◆ The problem ◆
Rewrite the material with "water bottle" replaced by "plastic bottle" and every other part left unchanged, and omit the pictures from your answer.

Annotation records
┄┄┄┄┄┄┄┄┄┄┄┄┄┄┄┄┄┄┄┄

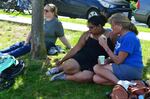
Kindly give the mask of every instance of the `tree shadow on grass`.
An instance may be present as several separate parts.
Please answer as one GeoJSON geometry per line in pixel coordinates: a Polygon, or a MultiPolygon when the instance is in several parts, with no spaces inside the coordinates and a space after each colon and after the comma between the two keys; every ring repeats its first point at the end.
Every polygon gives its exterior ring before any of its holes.
{"type": "Polygon", "coordinates": [[[147,60],[146,66],[143,70],[143,79],[150,79],[150,58],[147,60]]]}

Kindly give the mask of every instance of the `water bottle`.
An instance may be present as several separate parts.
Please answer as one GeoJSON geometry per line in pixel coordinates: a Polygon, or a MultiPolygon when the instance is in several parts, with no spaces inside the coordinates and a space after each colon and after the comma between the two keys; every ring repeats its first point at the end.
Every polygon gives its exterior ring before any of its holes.
{"type": "Polygon", "coordinates": [[[138,99],[144,99],[144,95],[139,95],[138,99]]]}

┄┄┄┄┄┄┄┄┄┄┄┄┄┄┄┄┄┄┄┄

◆ Response ◆
Kindly give the mask of every instance of the `tree shadow on grass`.
An instance may be present as several separate parts.
Please answer as one GeoJSON geometry per line in pixel coordinates: a Polygon, or a MultiPolygon when the instance is in several parts, with no spaces inside the coordinates and a space after each colon and after the comma between the two keys; every ring repeats its first point at the end.
Every polygon gives its exterior ring before any of its holes.
{"type": "Polygon", "coordinates": [[[147,60],[146,66],[143,70],[143,79],[150,79],[150,58],[147,60]]]}

Kindly give the mask of every instance of the `plastic bottle`.
An instance may be present as several separate parts.
Please answer as one GeoJSON geometry per line in pixel coordinates: a Polygon, or a MultiPolygon when the instance is in several parts, with no spaces inside the coordinates and a space after each colon and after the comma between the two keys; every ring repeats its first point at the end.
Every polygon gives its exterior ring before any of its holes.
{"type": "Polygon", "coordinates": [[[138,99],[144,99],[144,95],[139,95],[138,99]]]}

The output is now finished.